Если оно отвергается, восприятия перестают быть в каком-либо существенном смысле
"субъективными", поскольку нет ничего, что можно было бы противопоставить им.

"Вещь в себе" была очень неудобным элементом в философии Канта, и она была
отвергнута его непосредственными преемниками, которые соответственно впали в
нечто, очень напоминающее солипсизм. Противоречия в философии Канта с
неизбежностью вели к тому, что философы, которые находились под его влиянием,
должны были быстро развиваться или в эмпиристском, или в абсолютистском
направлении. Фактически в последнем направлении и развивалась немецкая философия
вплоть до периода после смерти Гегеля.

Непосредственный преемник Канта, Фихте (1762-1814), отверг "вещи в себе" и довел
субъективизм до степени, которая, по-видимому, граничила с безумием. Он полагал,
что Я является единственной конечной реальностью и что она существует потому,
что она утверждает самое себя. Но Я, которое обладает подчиненной реальностью,
также существует только потому, что Я принимает его. Фихте важен не как чистый
философ, а как теоретический основоположник германского национализма в его
"Речах к германской нации" (1807-1808), в которых он стремился воодушевить
немцев на сопротивление Наполеону после битвы под Иеной. Я как метафизическое
понятие легко смешивалось с эмпирическим Фихте; поскольку Я был немцем, отсюда
следовало, что немцы превосходили все другие нации. "Иметь характер и быть
немцем, - говорит Фихте, - несомненно, означает одно и то же". На этой основе он
разработал целую философию националистического тоталитаризма, которая имела
очень большое влияние в Германии.

> Исходный материал
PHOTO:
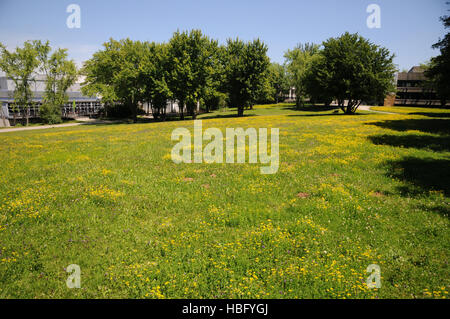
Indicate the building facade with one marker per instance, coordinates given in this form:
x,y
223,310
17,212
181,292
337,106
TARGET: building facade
x,y
84,105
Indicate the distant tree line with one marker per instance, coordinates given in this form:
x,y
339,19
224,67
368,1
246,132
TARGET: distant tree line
x,y
348,69
193,69
25,63
438,69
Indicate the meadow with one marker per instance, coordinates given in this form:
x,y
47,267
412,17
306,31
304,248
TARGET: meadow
x,y
351,190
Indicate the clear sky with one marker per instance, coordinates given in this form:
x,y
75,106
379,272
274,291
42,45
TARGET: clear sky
x,y
408,27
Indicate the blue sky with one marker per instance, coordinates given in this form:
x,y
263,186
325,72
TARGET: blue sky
x,y
408,27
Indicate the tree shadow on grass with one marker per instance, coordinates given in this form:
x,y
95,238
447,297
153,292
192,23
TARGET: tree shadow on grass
x,y
436,126
219,116
434,143
310,108
421,175
431,114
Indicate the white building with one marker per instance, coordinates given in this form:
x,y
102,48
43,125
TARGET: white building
x,y
84,105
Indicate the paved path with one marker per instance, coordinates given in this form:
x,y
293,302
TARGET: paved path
x,y
41,127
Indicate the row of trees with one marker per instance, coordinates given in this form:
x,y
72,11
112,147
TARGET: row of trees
x,y
191,68
24,65
349,69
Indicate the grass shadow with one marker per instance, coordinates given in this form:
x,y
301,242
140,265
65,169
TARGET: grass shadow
x,y
421,175
431,114
434,143
436,126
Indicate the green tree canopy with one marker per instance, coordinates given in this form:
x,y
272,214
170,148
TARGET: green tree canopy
x,y
298,62
279,81
116,73
20,66
245,71
439,67
192,57
60,73
353,69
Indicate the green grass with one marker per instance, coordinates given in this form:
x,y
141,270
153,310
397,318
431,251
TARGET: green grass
x,y
350,191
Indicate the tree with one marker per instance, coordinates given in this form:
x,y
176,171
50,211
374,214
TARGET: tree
x,y
439,68
245,71
191,68
20,66
60,74
155,75
115,73
279,81
298,62
353,69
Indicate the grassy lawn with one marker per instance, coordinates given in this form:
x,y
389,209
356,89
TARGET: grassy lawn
x,y
350,191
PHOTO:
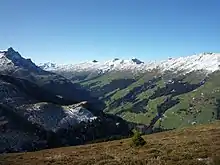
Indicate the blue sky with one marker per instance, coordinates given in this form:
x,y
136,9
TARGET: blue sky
x,y
71,31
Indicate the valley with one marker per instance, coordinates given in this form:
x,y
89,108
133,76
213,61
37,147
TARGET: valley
x,y
195,145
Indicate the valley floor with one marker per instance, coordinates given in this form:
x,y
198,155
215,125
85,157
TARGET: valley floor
x,y
197,145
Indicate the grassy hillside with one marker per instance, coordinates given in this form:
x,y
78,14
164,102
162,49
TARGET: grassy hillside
x,y
169,100
197,145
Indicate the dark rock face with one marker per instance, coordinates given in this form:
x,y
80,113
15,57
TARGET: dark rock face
x,y
32,100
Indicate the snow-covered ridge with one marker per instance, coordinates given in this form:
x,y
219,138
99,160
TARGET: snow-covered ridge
x,y
209,62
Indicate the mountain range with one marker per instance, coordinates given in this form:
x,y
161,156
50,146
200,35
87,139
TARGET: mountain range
x,y
51,105
167,94
41,109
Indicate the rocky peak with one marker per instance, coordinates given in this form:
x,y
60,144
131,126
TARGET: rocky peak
x,y
137,61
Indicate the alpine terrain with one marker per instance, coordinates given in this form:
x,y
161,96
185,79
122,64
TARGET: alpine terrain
x,y
162,95
40,109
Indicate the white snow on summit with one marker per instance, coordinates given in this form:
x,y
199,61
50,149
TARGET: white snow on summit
x,y
208,62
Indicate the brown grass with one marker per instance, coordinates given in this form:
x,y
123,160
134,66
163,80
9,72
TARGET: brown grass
x,y
197,145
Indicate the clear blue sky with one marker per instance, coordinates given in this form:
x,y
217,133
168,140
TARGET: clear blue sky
x,y
71,31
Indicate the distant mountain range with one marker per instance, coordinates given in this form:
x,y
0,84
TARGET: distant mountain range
x,y
41,109
208,62
53,105
162,95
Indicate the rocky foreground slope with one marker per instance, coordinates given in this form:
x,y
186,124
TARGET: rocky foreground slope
x,y
198,145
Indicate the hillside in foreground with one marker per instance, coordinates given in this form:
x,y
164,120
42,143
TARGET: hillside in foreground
x,y
197,145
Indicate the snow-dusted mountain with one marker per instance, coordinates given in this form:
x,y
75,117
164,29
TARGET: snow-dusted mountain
x,y
208,62
35,105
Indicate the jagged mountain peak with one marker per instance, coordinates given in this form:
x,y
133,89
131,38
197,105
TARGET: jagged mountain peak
x,y
137,61
12,60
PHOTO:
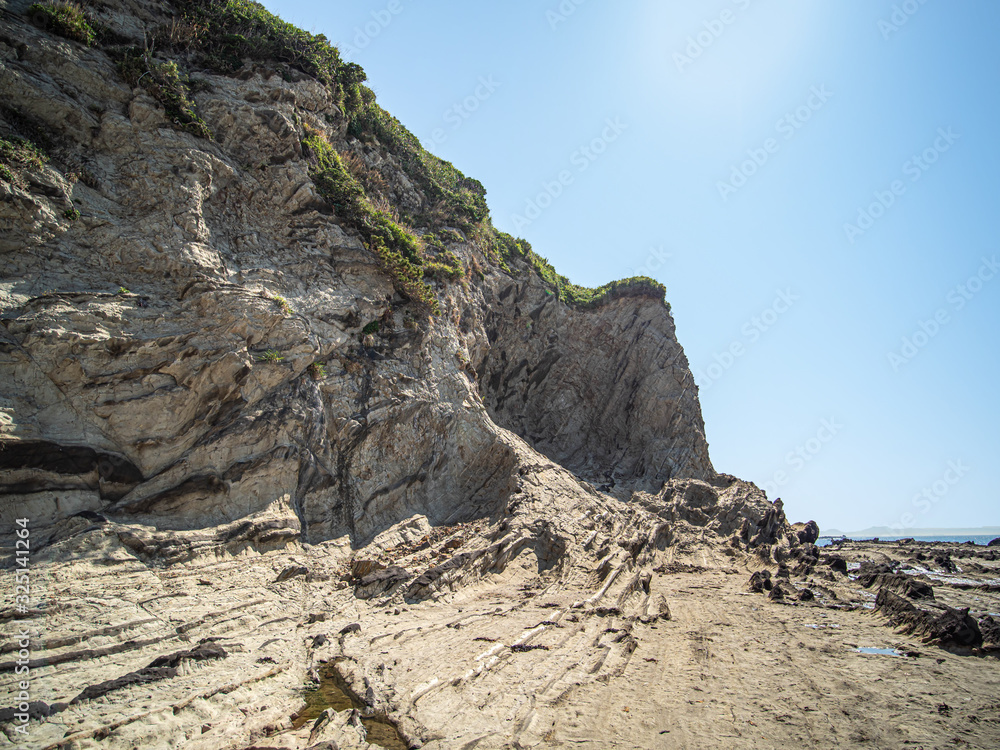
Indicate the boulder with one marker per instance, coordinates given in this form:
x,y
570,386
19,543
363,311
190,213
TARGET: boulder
x,y
807,533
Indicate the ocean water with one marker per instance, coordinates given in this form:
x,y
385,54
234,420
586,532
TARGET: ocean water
x,y
978,539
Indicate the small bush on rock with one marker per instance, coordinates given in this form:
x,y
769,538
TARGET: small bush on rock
x,y
65,19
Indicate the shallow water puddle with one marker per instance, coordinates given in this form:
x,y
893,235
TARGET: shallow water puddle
x,y
887,651
331,693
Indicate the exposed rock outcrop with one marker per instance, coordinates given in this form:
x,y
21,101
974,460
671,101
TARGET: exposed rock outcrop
x,y
237,428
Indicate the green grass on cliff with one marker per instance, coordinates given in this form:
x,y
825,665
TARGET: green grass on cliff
x,y
65,19
224,34
165,83
17,154
397,249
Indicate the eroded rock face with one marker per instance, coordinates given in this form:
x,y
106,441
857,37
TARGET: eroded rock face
x,y
608,395
205,434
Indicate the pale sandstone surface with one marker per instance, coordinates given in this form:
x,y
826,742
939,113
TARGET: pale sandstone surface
x,y
208,527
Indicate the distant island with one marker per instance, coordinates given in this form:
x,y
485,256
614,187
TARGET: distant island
x,y
874,531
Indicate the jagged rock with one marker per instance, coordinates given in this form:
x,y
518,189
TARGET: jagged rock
x,y
900,583
989,626
945,562
807,533
381,581
952,628
837,563
760,581
193,391
291,572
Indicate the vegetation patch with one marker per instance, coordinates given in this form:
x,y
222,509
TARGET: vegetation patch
x,y
17,155
166,84
282,303
271,355
452,195
397,249
65,19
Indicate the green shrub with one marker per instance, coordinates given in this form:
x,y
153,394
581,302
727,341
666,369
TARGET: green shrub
x,y
451,268
16,155
65,19
166,84
229,31
455,197
271,355
282,303
397,249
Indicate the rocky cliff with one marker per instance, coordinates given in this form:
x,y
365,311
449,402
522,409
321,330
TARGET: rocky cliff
x,y
265,363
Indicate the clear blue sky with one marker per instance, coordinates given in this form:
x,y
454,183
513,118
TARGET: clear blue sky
x,y
822,108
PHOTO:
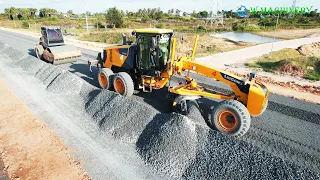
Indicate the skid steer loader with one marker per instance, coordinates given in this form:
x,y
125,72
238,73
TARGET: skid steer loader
x,y
51,47
150,63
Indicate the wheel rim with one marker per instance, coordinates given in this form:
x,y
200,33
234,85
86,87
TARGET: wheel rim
x,y
37,52
228,120
119,86
103,80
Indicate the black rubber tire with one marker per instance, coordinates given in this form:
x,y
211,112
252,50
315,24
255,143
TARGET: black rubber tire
x,y
109,74
39,52
265,108
127,82
241,113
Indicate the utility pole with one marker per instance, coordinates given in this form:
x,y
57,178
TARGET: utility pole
x,y
216,14
85,10
274,35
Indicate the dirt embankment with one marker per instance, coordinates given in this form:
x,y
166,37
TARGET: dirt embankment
x,y
291,34
28,149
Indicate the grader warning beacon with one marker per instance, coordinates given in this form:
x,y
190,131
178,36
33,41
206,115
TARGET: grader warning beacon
x,y
150,63
51,47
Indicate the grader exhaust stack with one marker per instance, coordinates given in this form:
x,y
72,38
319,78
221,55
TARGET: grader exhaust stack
x,y
52,48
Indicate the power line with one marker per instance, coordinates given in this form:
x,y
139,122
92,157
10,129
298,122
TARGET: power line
x,y
35,3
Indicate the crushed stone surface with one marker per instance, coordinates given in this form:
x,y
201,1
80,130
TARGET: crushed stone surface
x,y
178,146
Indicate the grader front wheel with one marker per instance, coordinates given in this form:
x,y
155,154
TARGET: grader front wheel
x,y
123,84
105,78
231,118
39,51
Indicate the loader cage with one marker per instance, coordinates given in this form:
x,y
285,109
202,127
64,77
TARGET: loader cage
x,y
52,36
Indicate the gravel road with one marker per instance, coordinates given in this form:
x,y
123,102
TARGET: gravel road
x,y
282,143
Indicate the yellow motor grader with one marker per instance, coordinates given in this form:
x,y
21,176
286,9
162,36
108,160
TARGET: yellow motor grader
x,y
150,63
51,47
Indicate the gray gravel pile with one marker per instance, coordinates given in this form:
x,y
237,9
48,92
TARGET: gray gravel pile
x,y
16,55
2,47
47,74
8,51
30,64
221,157
312,117
175,145
65,83
168,144
122,117
194,113
301,154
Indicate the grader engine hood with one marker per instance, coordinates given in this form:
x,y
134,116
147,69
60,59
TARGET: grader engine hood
x,y
64,54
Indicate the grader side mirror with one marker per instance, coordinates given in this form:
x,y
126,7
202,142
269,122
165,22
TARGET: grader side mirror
x,y
154,42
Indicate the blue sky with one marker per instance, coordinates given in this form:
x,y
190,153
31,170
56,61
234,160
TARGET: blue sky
x,y
80,6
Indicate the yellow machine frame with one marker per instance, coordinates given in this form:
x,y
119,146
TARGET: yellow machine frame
x,y
255,100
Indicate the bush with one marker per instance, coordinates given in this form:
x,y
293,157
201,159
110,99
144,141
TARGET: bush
x,y
145,19
161,25
201,28
114,16
25,25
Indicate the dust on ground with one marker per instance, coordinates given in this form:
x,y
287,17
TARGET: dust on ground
x,y
291,34
28,149
312,49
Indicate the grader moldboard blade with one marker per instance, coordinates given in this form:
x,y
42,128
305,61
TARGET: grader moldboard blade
x,y
64,54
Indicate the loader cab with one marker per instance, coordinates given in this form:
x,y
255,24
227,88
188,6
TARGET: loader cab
x,y
153,50
51,36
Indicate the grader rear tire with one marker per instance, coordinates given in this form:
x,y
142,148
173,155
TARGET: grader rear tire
x,y
39,52
123,84
105,78
231,118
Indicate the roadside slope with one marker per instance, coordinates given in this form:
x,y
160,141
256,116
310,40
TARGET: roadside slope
x,y
241,55
29,149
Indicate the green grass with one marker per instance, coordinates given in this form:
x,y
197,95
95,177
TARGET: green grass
x,y
273,61
104,37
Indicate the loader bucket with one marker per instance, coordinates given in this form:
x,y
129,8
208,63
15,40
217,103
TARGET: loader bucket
x,y
64,54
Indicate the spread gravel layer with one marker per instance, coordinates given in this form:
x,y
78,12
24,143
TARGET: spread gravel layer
x,y
177,146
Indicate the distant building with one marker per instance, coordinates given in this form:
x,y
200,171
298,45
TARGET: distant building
x,y
179,13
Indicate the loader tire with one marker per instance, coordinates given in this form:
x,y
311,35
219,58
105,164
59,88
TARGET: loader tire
x,y
105,78
231,118
39,52
123,84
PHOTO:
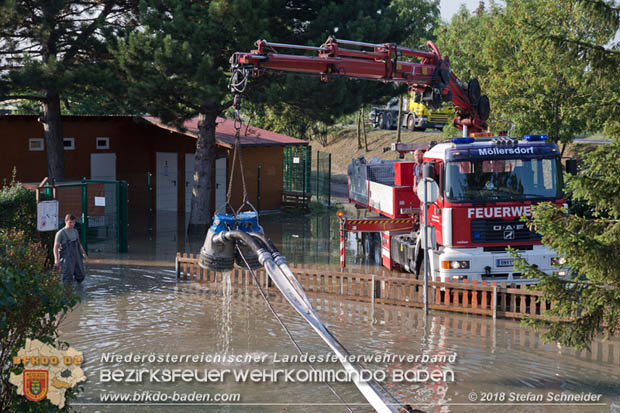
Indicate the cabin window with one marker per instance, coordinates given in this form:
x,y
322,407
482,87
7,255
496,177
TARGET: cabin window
x,y
69,144
103,143
36,144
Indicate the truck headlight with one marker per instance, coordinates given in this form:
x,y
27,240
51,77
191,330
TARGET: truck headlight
x,y
558,261
455,265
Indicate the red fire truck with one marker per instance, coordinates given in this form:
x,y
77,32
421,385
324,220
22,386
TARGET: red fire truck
x,y
485,184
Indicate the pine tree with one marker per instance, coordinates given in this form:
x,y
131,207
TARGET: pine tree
x,y
51,49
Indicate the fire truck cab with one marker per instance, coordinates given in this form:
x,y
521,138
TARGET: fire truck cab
x,y
485,186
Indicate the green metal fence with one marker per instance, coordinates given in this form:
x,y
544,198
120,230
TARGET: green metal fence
x,y
297,169
321,188
101,210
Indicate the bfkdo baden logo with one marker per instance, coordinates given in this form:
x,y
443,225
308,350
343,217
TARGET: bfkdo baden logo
x,y
48,372
35,384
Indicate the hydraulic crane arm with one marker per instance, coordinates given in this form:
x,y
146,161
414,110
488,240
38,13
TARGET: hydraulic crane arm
x,y
431,77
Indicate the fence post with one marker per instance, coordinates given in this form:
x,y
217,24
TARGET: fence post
x,y
123,217
84,226
329,179
149,201
318,165
258,189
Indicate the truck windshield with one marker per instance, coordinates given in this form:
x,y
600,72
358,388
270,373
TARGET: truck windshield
x,y
503,179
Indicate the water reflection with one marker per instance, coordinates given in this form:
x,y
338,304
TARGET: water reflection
x,y
131,310
302,239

> Задания
1) Определите, согласуются ли с фрагментом текста следующие утверждения: (a) Фихте родился в 1762 году; (b) непосредственные преемники Канта сохранили «вещь в себе»; (c) в «Речах к германской нации» Фихте стремился воодушевить немцев на сопротивление Наполеону. На каждое ответьте «да» или «нет» и приведите точную цитату из фрагмента, подтверждающую ответ.
2) Что Фихте, согласно фрагменту текста, считал единственной конечной реальностью?
3) Выпишите без изменений из фрагмента текста всё, от слов «Если оно отвергается, восприятия» и до слов «бы противопоставить им.».

> Ответы
1)
(a) Да: «Фихте (1762-1814)».
(b) Нет: «она была отвергнута его непосредственными преемниками».
(c) Да: «в которых он стремился воодушевить немцев на сопротивление Наполеону после битвы под Иеной».

2) Единственной конечной реальностью Фихте считал Я.

3)
Если оно отвергается, восприятия перестают быть в каком-либо существенном смысле
"субъективными", поскольку нет ничего, что можно было бы противопоставить им.